SET OF TASKS:
a) Answer these questions using the Free Form Fibers text below, which comes before the listing:
(i) In what year was Free Form Fibers founded?
(ii) How many SBIR grants has the company received since 2010, and what is their total value?
(iii) What unit did Shay Harrison call on to lead the value stream mapping project?
b) Pick up the Free Form Fibers text below, which comes before the listing, right after its final sentence and continue writing it.

EXCERPT PROVIDED:
═══

Free Form Fibers (FFF) is a Saratoga Springs, New York, small manufacturer making high-value, inorganic, high-purity ceramic fibers and materials through a laser-driven chemical vapor deposition (LCVD) process it has been developing for 15 years. FFF has primarily operated as an R&D operation since its founding in 2006. Since 2010 it has received 13 Small Business Innovation Research (SBIR) grants totaling $5.8 million from the U.S. Department of Energy, National Science Foundation, NASA and Army. Its high-performance materials have applications in aerospace, semiconductors and energy. As the company shifts to commercialization its payroll has grown from seven in March 2020 to 12.

The Challenge

In early 2020, FFF began taking steps to scale up production of its high-performance ceramic fibers. “We needed to make the big step to go from R&D scale to manufacturing scale,” said FFF CEO Shay Harrison. To help FFF prepare Harrison called on the Center for Economic Growth’s (CEG) Business Growth Solutions (BGS) unit, part of the New York MEP and the MEP National Network™, to lead a prescriptive value stream mapping project. The overall goal of this project was to plan for the ramp up of production to achieve time and motion efficiency.

Free Form Fibers’ commercialization plans are now stronger because of the insights the Center for Economic Growth helped us gain through the value stream mapping process. From our growth as an R&D firm to our shift toward commercialization, CEG has helped us unlock value in the company and we will continue to rely on CEG’s expertise as we further scale up.

═══

[Part of a data file]
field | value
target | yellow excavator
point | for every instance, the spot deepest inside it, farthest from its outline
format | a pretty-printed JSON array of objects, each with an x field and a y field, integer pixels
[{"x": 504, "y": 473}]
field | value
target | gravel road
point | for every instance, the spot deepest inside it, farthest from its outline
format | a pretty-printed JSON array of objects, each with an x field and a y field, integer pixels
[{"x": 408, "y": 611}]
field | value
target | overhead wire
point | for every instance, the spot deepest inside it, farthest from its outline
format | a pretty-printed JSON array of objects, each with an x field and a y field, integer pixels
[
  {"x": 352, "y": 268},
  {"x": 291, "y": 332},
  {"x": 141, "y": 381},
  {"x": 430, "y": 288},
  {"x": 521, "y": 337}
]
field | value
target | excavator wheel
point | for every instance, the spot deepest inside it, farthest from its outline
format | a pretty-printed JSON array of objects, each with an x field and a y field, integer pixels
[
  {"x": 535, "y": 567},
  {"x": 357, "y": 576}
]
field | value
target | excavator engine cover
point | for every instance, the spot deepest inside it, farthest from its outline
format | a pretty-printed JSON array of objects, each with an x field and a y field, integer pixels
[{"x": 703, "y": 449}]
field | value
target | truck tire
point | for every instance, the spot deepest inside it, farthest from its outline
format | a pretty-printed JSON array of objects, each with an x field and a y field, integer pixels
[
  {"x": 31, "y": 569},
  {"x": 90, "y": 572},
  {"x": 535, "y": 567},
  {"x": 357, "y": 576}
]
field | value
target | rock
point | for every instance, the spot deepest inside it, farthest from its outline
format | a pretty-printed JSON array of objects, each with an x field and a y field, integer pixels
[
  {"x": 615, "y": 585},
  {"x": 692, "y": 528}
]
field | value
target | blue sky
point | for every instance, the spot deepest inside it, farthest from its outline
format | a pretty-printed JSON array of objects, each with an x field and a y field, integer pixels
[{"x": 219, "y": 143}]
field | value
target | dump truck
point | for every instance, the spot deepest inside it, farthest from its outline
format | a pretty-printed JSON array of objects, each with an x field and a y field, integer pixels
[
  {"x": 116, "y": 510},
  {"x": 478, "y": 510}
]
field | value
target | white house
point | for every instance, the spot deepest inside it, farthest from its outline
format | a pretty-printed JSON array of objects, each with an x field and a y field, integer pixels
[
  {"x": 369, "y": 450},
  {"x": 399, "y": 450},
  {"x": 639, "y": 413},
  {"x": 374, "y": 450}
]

═══

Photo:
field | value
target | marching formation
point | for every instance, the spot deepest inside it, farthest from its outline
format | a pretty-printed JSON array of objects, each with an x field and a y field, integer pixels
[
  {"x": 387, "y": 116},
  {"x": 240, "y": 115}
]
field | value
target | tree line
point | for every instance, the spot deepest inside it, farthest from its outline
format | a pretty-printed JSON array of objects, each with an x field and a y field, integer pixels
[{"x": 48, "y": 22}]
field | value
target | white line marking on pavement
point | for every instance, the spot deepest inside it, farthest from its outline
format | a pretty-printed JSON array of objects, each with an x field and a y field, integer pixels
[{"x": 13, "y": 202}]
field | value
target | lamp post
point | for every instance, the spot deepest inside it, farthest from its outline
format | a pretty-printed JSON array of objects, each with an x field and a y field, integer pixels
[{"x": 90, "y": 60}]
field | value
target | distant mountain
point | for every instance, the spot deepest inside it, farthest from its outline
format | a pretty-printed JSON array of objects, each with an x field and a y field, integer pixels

═══

THE REPLIES:
a)
(i) 2006
(ii) 13 grants totaling $5.8 million
(iii) The Center for Economic Growth's Business Growth Solutions (BGS) unit

b)
— Shay Harrison, CEO of Free Form Fibers

MEP’s Role

FFF operates in an old cereal manufacturing building in the Grande Industrial Park. As part of its scaling up effort, FFF moved its LCVD production equipment to a compact space: a 1,000-square-foot room previously used as a machine shop. Tom Bell, CEG BGS’s director of technical services, led the value stream mapping project. FFF’s CEO had worked with Bell years earlier while Harrison worked as the director of research and development of Blasch Precision Ceramics in Menands.

The FFF team is now designing the next step-up production system in which the company will increase its throughput by six-fold at full buildout. Bell worked closely with FFF’s production manager and co-founder, Ram Goduguchinta, to understand and refine the system and ensure production was at the highest level of efficiency prior to the ramp.

One insight that resulted from the value stream mapping process centered on an access point for one of the heads on the LCVD tool. Bell noted that the existing access point would pose challenges for a technician trying to test or manually access materials produced. He recommended the heads be redesigned in a way so a technician could easily access them. Bell also mapped out where in the manufacturing process quality checks should be performed. “Tom was very insightful about what data you need to capture and when,” Henderson said.